[Start of section]

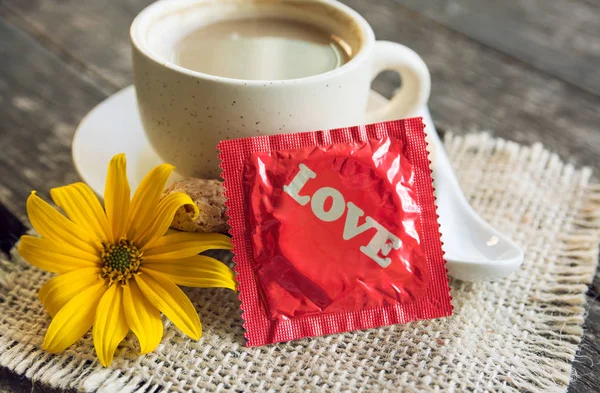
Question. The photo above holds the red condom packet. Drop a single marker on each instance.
(334, 230)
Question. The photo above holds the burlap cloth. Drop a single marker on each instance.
(517, 334)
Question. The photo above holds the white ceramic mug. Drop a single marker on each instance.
(186, 113)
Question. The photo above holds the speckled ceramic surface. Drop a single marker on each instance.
(185, 113)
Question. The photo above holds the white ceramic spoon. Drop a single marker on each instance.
(474, 249)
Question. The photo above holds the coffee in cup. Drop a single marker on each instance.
(261, 49)
(206, 71)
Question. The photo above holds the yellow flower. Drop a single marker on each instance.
(117, 268)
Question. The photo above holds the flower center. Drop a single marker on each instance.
(121, 261)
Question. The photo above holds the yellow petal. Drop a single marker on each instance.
(166, 210)
(198, 271)
(116, 197)
(146, 199)
(171, 301)
(184, 244)
(81, 205)
(55, 257)
(52, 225)
(110, 326)
(74, 319)
(142, 317)
(58, 291)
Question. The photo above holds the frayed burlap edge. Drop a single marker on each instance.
(564, 304)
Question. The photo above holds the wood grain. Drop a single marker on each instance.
(490, 65)
(41, 105)
(559, 37)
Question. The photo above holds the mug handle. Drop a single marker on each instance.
(416, 82)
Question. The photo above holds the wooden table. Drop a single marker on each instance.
(527, 69)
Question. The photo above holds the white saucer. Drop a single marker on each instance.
(114, 126)
(474, 250)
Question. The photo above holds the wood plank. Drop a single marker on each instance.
(474, 86)
(94, 34)
(42, 101)
(560, 37)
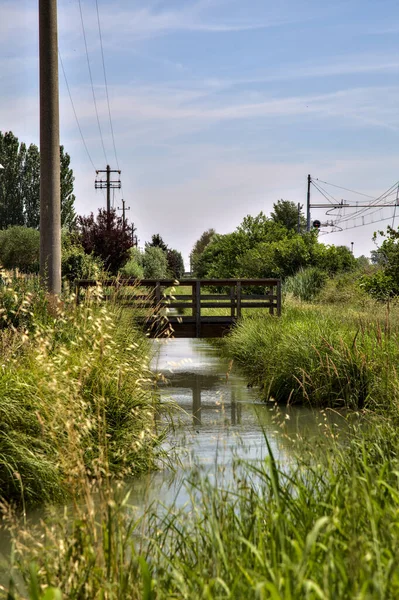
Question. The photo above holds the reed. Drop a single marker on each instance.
(326, 528)
(75, 396)
(321, 356)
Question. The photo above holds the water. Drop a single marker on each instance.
(218, 420)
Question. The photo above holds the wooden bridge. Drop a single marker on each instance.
(210, 309)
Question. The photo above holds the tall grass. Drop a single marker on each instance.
(75, 397)
(321, 356)
(325, 529)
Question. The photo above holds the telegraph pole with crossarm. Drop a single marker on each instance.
(109, 184)
(124, 209)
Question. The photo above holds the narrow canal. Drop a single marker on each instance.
(215, 420)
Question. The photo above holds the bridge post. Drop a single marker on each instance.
(279, 298)
(198, 308)
(232, 299)
(238, 299)
(158, 294)
(271, 309)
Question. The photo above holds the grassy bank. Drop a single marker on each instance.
(322, 355)
(75, 398)
(327, 529)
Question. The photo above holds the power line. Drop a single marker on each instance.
(91, 81)
(106, 85)
(74, 111)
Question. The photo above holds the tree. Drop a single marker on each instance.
(30, 183)
(110, 242)
(334, 259)
(135, 265)
(286, 213)
(20, 184)
(199, 248)
(19, 249)
(68, 214)
(155, 263)
(12, 157)
(157, 242)
(174, 258)
(175, 263)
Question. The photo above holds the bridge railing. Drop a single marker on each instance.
(210, 308)
(151, 293)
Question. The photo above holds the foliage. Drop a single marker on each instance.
(379, 285)
(306, 283)
(317, 357)
(76, 264)
(155, 263)
(262, 247)
(286, 213)
(384, 283)
(275, 259)
(135, 265)
(323, 528)
(157, 242)
(19, 249)
(68, 214)
(20, 184)
(107, 238)
(199, 248)
(175, 263)
(334, 259)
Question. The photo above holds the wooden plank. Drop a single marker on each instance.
(173, 283)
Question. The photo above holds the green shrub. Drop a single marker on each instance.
(379, 285)
(19, 249)
(135, 265)
(76, 264)
(155, 263)
(306, 284)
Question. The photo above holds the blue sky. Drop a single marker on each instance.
(219, 107)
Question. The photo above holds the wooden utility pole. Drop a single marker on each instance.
(308, 205)
(109, 185)
(299, 217)
(124, 209)
(50, 189)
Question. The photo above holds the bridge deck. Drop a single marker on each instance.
(210, 310)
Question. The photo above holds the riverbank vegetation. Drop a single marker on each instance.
(324, 528)
(75, 394)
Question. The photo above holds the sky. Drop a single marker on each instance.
(218, 107)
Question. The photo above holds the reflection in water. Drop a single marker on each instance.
(220, 420)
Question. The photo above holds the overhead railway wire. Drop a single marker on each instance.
(362, 212)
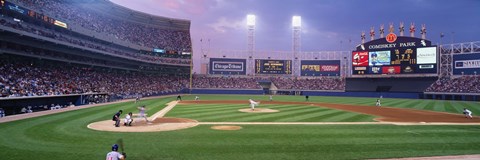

[End of section]

# [Work request]
With the pictures left out, return the listing above exactly as it stands.

# [Response area]
Question. The photo above holds the red condom packet. Drop a single marker on each instance.
(334, 230)
Question. The photo above holds the burlap cloth. Drop a single marker on each instance.
(517, 334)
Question. The photo above holds the white ceramic mug. Drop a single marker on each instance.
(186, 113)
Question. The photo above holds the speckled ceramic surface. Drop a single marker on each instance.
(185, 113)
Question. The photo above holds the white ceramic spoon. Drop a single marker on each instance.
(474, 249)
Question. The photo above holds the coffee in cup. Drop a single marker on each instance.
(261, 49)
(206, 71)
Question. The photo above holds the yellow flower. Drop a single marker on each instance.
(117, 268)
Question. The photo above holds the flower center. Drop a single marker on each instance.
(121, 261)
Question. The photo above holds the yellow petal. Drop a single marker on each instance.
(166, 210)
(198, 271)
(116, 197)
(146, 199)
(171, 301)
(184, 244)
(81, 205)
(55, 257)
(52, 225)
(110, 326)
(74, 319)
(142, 317)
(58, 291)
Question. The photo above holds the frayed burlap edge. Drop a single marker on each instance.
(564, 304)
Question. The photo above holds the wood grain. Drop a single marker on each instance.
(490, 65)
(41, 105)
(559, 37)
Question. The photo above holds the mug handle. Drop a single marker on each instance.
(416, 82)
Question. The photo above holds the wooden table. Drop a single marker on each instance.
(527, 69)
Question. The photo above holds the white saucer. Drop a single marker on each instance.
(114, 126)
(474, 250)
Question. The photo above holds the wood plank. Drop a single marker on each instance.
(474, 86)
(94, 34)
(42, 101)
(560, 37)
Question. The photo above holds the reed. Drop a single marker on each instance.
(326, 528)
(75, 396)
(321, 356)
Question. The photo above holds the water. Drop a single marker on each instance.
(218, 420)
Question. The photo above holds the wooden bridge. Drop a single marker on each instance.
(210, 309)
Question. The photo above holds the tall grass. Drop a single marker on each instance.
(75, 397)
(321, 356)
(325, 529)
Question. The photo above holds the telegraph pole with crossarm. Drop a single marker on each instance.
(109, 184)
(124, 209)
Question. The photo above holds the narrow canal. Drop a single marker on each instance.
(215, 420)
Question. The photo above holds the bridge post. Drop a single marker on each instance.
(279, 298)
(198, 308)
(232, 299)
(238, 299)
(158, 294)
(271, 309)
Question. The photo above holds the grassy bank. Drop a single marker on each instance.
(322, 355)
(75, 398)
(327, 529)
Question. The photo above holds the power line. Drop a single marker on each instance.
(91, 81)
(106, 85)
(74, 111)
Question. The photo above holds the tree. Drop a single marker on each instance.
(30, 183)
(110, 242)
(334, 259)
(135, 265)
(286, 213)
(20, 184)
(199, 248)
(19, 249)
(68, 214)
(155, 263)
(12, 157)
(157, 242)
(174, 258)
(175, 263)
Question. The photo above holds the bridge railing. Drop a single marker on each instance.
(210, 308)
(151, 293)
Question. The photo above holds the foliage. Drop a single marker on each instance.
(379, 285)
(306, 283)
(317, 357)
(76, 264)
(155, 263)
(262, 247)
(286, 213)
(384, 283)
(275, 259)
(135, 265)
(323, 528)
(157, 242)
(19, 249)
(68, 214)
(20, 184)
(107, 238)
(199, 248)
(175, 263)
(334, 259)
Question. The photo above holds the wooden plank. Drop a single marker on each instance.
(173, 283)
Question. The photo above holds the green shrub. Drop a single marker on each instance.
(379, 285)
(19, 249)
(135, 265)
(76, 264)
(155, 263)
(306, 284)
Question. The photo above holds the blue sky. Drop a single marker on each instance.
(219, 107)
Question. The photo above holds the wooden utility pole. Drop a single marker on each instance.
(308, 205)
(109, 185)
(299, 217)
(124, 209)
(50, 189)
Question. The photo above holds the bridge deck. Drop a single marker on each instance.
(210, 310)
Question. The photo above holds the riverbank vegetation. Drop a single marker on each instance.
(324, 528)
(75, 394)
Question. The photo above holds the sky. Drop a single marker on each instance.
(218, 107)
Question. The photo above holds the reflection in water. Drop a single marker on each instance.
(220, 420)
Question. The photo above holds the overhead railway wire. Drop a single marker on each instance.
(362, 212)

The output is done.